### RECORDS SHOWN
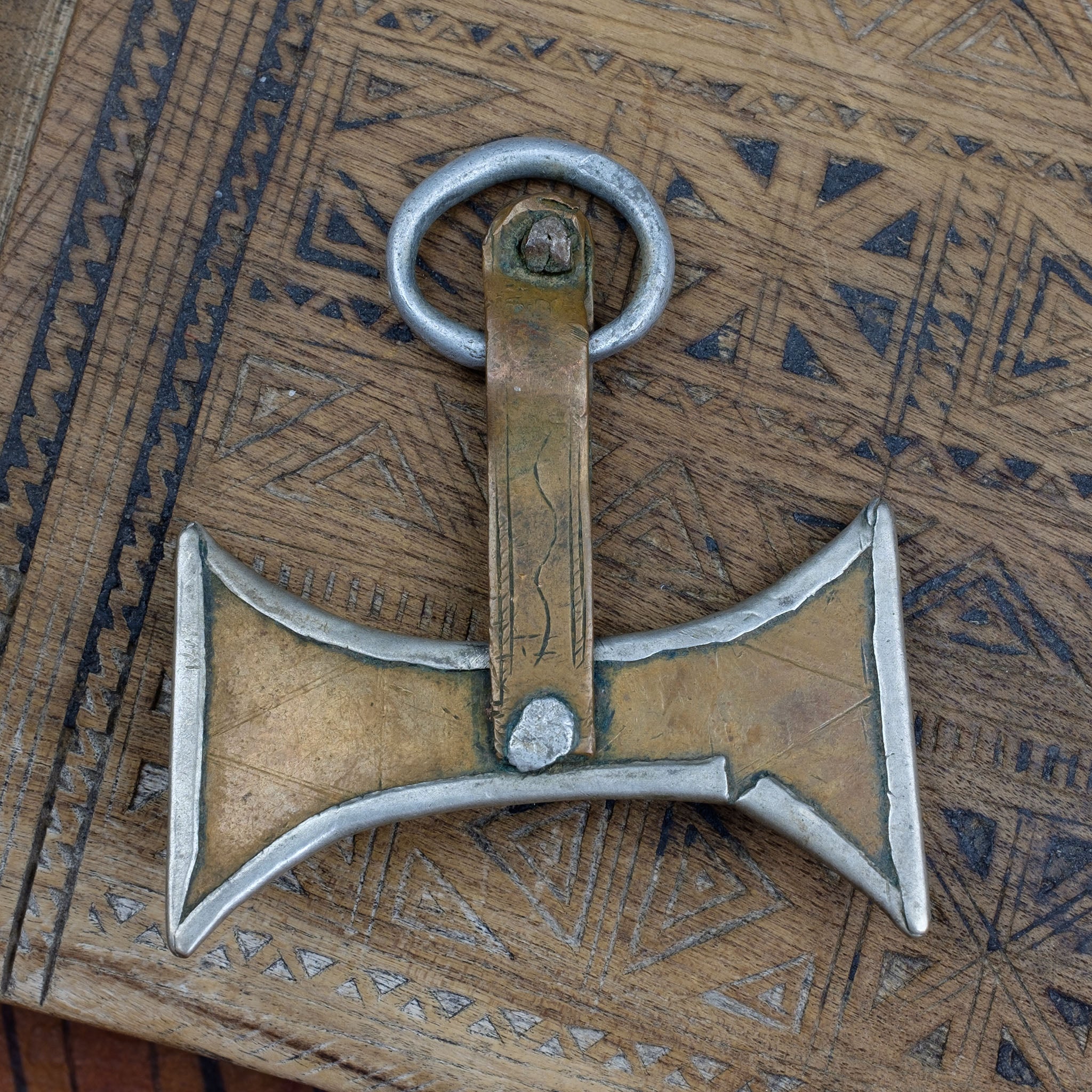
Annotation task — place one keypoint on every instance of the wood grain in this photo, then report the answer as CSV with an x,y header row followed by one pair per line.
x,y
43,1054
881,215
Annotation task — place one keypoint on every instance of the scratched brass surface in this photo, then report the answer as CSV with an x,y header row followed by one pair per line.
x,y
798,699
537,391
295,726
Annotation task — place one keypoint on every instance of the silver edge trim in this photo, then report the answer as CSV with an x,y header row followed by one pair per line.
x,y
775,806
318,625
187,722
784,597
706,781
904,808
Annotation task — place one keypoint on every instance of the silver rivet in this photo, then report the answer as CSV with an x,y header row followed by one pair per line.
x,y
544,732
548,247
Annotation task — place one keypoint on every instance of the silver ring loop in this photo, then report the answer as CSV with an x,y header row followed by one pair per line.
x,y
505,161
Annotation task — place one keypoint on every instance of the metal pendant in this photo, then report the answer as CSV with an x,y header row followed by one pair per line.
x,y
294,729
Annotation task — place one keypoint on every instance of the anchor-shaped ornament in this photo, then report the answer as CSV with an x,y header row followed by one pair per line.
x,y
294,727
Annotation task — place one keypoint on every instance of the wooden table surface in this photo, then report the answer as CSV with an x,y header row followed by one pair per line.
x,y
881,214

### EXERCISE GOAL
Please format all eight items above as a two-column CSV with the header row annotation_text,annotation_answer. Give one row per item, with its text and its answer each in a single quoted field, turn line breaks into spaces, and leave the pictures out.

### SOLUTION
annotation_text,annotation_answer
"Annotation task — place one keypoint on every instance of the wood grain in this photo, then report the answer as CSV with an x,y header row followed by one pair per line.","x,y 43,1054 881,215"
"Annotation task — place one keypoint on every instance of the scratched brass surface in this photo, then report the answer as CSV with an x,y header row followed by one pair per line.","x,y 798,699 537,391 295,726"
"Annotation task — place one keypoint on every instance of the silver edge trim in this photo, then report the answer as CSV with an x,y header row followed by one pair per line.","x,y 775,806 318,625 187,722 784,597 706,781 904,808"
"Annotation task — place one keypoint on every instance of the silver rivet in this photo, then report the answer as CSV with an x,y header row followed by one pair per line.","x,y 544,732 548,247"
"Annotation task — place one keypoint on every instance of the silver ring loop in this photo, then report the answer as CSV with an x,y header row followed by one pair per line.","x,y 505,161"
"Annotation task — place one keypoint on every instance of the metal pendant in this photo, then report the answer as CSV with an x,y header row followed by one pair per line.","x,y 294,729"
"Annotation task — place one keypoint on every instance of the anchor-shaped ornament in this photo, then report the answer as CSV with an x,y header row followed by one pair per line.","x,y 294,727"
"Annotation task — place one keypoint on every instance of the wooden table surface in this photo, then report the answer as CSV with an x,y header row followed by one pair per line.","x,y 881,214"